== Set of tasks ==
**A)** Copy out the Pax Christi history from "The second Pax" to "years of Nazism.", replacing "teacher" with "schoolteacher".
**B)** Continue the Pax Christi history from the point where it ends.

== Page excerpt ==

start

Pax Christi really grew from two seeds of inspiration. The first was a bishop - Pierre-Marie Théas, Bishop of Montauban in the South of France. During the war he was one of the only bishops to protest about the deportation of Jews from France. In a pastoral letter to be read throughout his diocese he wrote:
"I give voice to the outraged protest of Christian conscience, and I proclaim... that all men, whatever their race or religion, have the right to be respected by individuals and by states..."
(1942)
“Love your enemies”
Bishop Théas protested many times against the deportation of Jews and of young French men who were being sent to forced labour camps. On 9 June 1944 he was arrested and spent several weeks in a prison camp at Compiègne. While he was there the other prisoners asked him to lead them in prayer and reflection. He chose to preach on “Love your enemies” and suggested that they should pray for their gaolers. This provoked a strong reaction. They found it so hard to accept. When Théas had the chance to say Mass in the camp he offered it for Germany.
Bishop Théas was released a few weeks later and went back to his diocese, but that prison episode affected him deeply and gave him an understanding of how difficult and demanding true reconciliation between enemies would be.
The second Pax Christi seed of inspiration was a teacher, Marthe Dortel-Claudot, who lived in the South of France also, with her husband and children. She was involved in her local parish and she was evidently a very prayerful person. During the winter of 1944, as Christmas approached, she found herself thinking about the suffering of the German people. She wrote in her Journal: "Jesus died for everyone. Nobody should be excluded from one's prayer." She prayed that Germany would be healed of the spiritual and moral effects of 12 years of Nazism.
Encouraged by her parish priest she formed a small group who prayed with her for the re-building of Germany and for peace. Among the first to join her were a war widow, the daughter of a deportee, and some Carmelites.
Madame Dortel-Claudot wanted to find a bishop to give the project official church support. In March 1945 she went to see Bishop Théas who agreed to help, provided Archbishop Saliège of Toulouse gave his approval - which he did the next day. When she returned to Montauban with this news Bishop Théas accepted the leadership of the new “Crusade of Prayer” for Germany. The project was given the name “Pax Christi”.
1945 Rebuilding after war
The vision of reconciliation, which these two people - Madame Dortel-Claudot and Bishop Théas - had experienced, was a strong inspiration in the early days of Pax Christi and it remains a key aspect of our spirituality today.
At the end of the war people in Europe were desperately longing for peace and they responded warmly to popular peace initiatives. One of the first was a peace pilgrimage in 1946 to Vézelay in France. It was a powerful symbol of the rebuilding of Europe.
Pax Christi grew quickly and before long bishops in both Germany and France gave their support. There were pilgrimages to Lourdes and actions to promote Franco-German reconciliation. Bishop Théas was now Bishop of Lourdes and he visited Germany several times to express a new relationship.

end

== Data excerpts ==
start

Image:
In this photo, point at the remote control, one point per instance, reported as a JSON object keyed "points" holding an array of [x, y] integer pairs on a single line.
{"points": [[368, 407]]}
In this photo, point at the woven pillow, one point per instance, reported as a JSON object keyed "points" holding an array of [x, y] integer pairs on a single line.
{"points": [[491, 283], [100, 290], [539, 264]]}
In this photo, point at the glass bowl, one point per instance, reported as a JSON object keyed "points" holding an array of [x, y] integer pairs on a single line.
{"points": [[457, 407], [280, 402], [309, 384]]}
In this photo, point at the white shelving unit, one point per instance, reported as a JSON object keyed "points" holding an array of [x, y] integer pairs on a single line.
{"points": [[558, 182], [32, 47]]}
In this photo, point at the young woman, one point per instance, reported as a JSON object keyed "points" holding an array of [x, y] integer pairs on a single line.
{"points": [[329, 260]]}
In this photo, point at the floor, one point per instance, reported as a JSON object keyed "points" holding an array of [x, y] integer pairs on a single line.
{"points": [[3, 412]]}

end
start

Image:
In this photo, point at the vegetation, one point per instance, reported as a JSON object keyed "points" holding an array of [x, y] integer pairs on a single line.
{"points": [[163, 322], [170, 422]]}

end

== Answers to the tasks ==
**A)**
The second Pax Christi seed of inspiration was a schoolteacher, Marthe Dortel-Claudot, who lived in the South of France also, with her husband and children. She was involved in her local parish and she was evidently a very prayerful person. During the winter of 1944, as Christmas approached, she found herself thinking about the suffering of the German people. She wrote in her Journal: "Jesus died for everyone. Nobody should be excluded from one's prayer." She prayed that Germany would be healed of the spiritual and moral effects of 12 years of Nazism.

**B)**
He gave German children their First Holy Communion and obtained freedom for their fathers who were still prisoners of war. A German section of Pax Christi was started. In another gesture of reconciliation a few years later the German section of Pax Christi gave a chalice to the parish of Oradour-sur-Glane as a symbol of reparation for the massacre committed by German SS soldiers in 1944 which had wiped out the village.
Those were the beginnings of Pax Christi. Quite quickly Pax Christi moved on from being a Crusade of Prayer for Germany to being a Crusade of Prayer for all nations. An important characteristic was that it was a movement of lay people in the Church. It is very interesting to see how Pax Christi’s own understanding of its role immediately began to expand and develop as it responded to the new challenges of each decade. And even now we are being led along new paths towards a more complete picture of what peace means.
1950s - "The International Catholic Peace Movement" Pax Christi grows...
After its early years as a personal initiative led by Mme Dortel-Claudot, Pax Christi needed to change if it was to move forward and flourish.
In 1950 Cardinal Felin, the Archbishop of Paris, became the International President, and his secretary Fr Bernard Lalande was given the task of developing Pax Christi's international secretariat, working alongside a Spanish layman, Carlos Santamaria.
Fr. Lalande had been a prisoner of war in Germany; he shared the same vision of reconciliation as Bishop Théas and Mme Dortel-Claudot, and believed that war was completely contrary to the Gospel. In him Pax Christi found a dynamic and inspiring leader who gave it new direction as a movement of prayer and action for peace in the whole world. With a democratic international structure and a fresh identity as the "international Catholic peace movement", Pax Christi spread to other European countries.
The first International Council was held in Paris in 1951.
Pax Christi now understood that prayer, study and action were three inseparable ingredients for its work.
The movement organised international centres and pen-friend schemes to promote contact and international understanding especially between young people.
In 1952 they took part in a Pax Christi "Route" from Assisi to Rome. This became a very popular annual walking pilgrimage-holiday for young people. In Rome Pope Pius XII gave official recognition to Pax Christi’s mission as the Catholic peace movement.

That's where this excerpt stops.